下の抜粋文によると、一色先生とのコラボシリーズはどのくらいの頻度で公開されますか。一文で答えてください。

抜粋文 >>
%%
ハートテクノロジーズ株式会社のブログにおいて、金沢工業大学(KIT)大学院 客員教授であり、企業へのアドバイス、育成・支援等を行われている一色先生とのコラボシリーズを約2週間に1回の割合で10回にわたり公開することになりました。

 

内容としては、IoT関連技術と知財関連のコラボレーションになります。

IoT関連は技術も重要ですが、IoTがサービス事業に展開されることが多いことを考えると、知財に関する知見が非常に重要になります。

 

そこでIoTの技術を解説することに加えて関連する知財に関する知識も一色先生に解説していただくことになりました。

 

今回が1回目になります。どうぞご愛読よろしくお願いいたします。 

                                                                     (大森 正)

 

共著者のプロフィール

 

一色 正彦(いっしき まさひこ)

金沢工業大学(KIT)大学院 客員教授(イノベーションマネジメント専攻)、東京大学大学院 非常勤講師(技術経営戦略学専攻)、慶應義塾大学大学院 非常勤講師(ビジネススクール)
%%
提供データ >>
%%
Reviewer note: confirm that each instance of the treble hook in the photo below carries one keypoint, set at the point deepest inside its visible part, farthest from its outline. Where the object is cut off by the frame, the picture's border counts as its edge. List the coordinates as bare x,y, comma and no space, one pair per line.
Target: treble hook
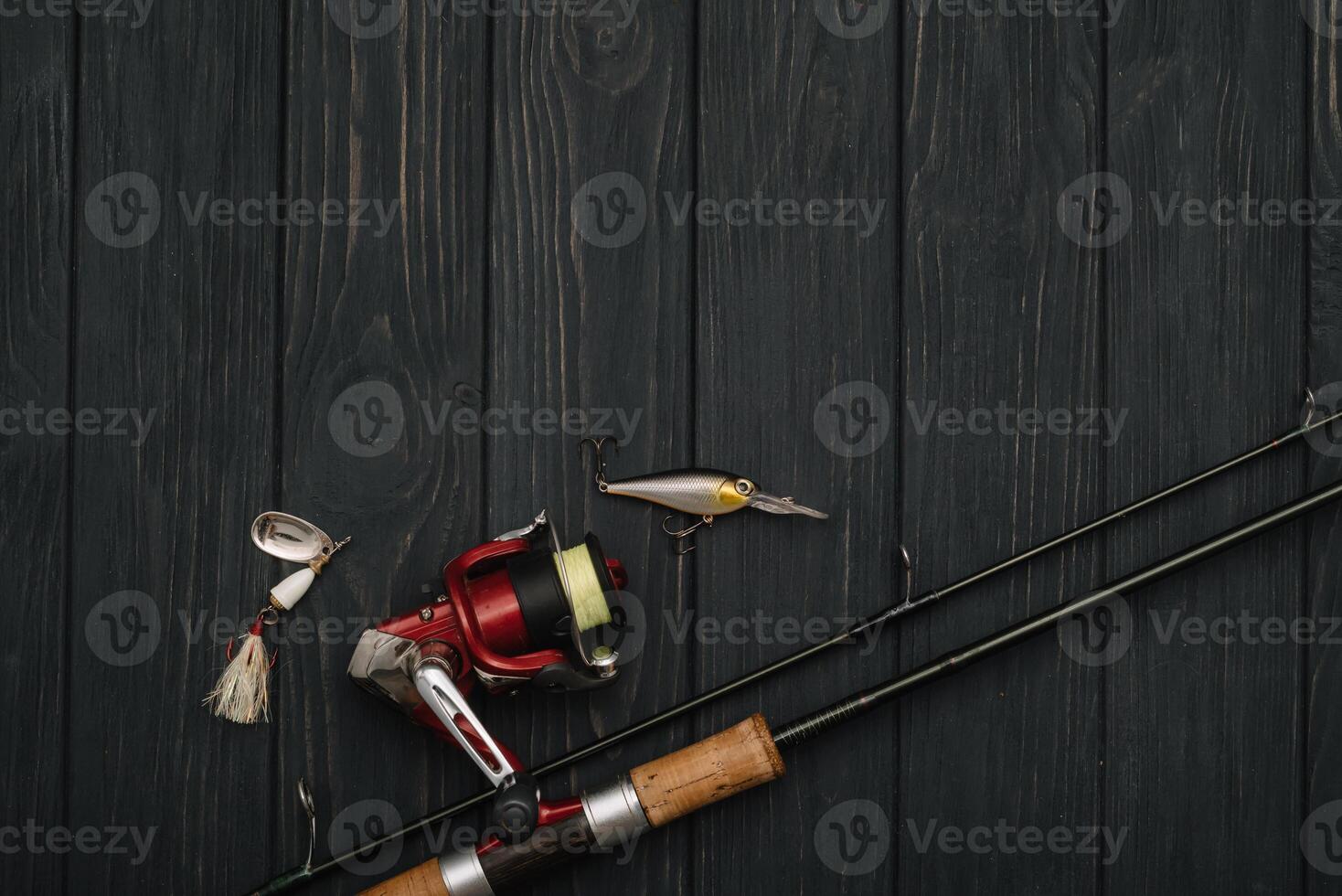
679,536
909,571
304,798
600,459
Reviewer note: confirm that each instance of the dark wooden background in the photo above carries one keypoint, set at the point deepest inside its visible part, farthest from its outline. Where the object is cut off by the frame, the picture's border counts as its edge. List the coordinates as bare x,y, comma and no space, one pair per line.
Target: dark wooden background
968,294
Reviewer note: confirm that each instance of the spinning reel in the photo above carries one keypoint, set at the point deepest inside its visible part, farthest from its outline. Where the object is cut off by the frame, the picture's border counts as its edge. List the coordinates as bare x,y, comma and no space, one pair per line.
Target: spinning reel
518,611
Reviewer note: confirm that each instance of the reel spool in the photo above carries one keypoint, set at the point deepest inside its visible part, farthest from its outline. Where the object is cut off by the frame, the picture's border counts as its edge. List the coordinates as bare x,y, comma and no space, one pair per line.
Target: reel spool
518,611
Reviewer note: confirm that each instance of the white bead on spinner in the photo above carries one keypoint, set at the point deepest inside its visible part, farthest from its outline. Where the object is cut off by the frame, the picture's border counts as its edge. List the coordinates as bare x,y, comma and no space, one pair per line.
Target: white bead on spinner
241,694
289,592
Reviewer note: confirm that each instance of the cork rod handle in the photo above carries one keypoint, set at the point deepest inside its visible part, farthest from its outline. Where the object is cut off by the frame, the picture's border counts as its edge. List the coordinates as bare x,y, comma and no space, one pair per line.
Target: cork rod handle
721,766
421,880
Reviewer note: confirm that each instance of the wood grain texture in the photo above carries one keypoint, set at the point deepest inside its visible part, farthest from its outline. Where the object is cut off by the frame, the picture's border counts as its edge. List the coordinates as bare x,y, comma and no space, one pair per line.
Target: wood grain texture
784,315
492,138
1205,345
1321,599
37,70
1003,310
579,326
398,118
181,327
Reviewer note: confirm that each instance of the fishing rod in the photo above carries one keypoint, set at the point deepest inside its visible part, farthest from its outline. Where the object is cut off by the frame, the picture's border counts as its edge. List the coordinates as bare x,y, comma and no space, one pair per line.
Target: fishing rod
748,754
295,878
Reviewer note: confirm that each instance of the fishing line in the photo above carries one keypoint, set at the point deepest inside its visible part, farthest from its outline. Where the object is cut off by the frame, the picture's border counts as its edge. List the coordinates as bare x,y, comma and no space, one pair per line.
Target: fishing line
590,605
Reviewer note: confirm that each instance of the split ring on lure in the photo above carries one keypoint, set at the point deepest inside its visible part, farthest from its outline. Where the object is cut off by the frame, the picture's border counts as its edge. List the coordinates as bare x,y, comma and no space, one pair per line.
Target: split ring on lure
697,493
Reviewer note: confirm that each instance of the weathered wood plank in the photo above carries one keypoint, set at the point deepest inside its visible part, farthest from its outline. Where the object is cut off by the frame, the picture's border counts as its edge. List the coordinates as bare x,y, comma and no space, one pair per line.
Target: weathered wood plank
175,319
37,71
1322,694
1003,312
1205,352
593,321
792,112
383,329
%%
出力 >> 約2週間に1回の割合で公開されます。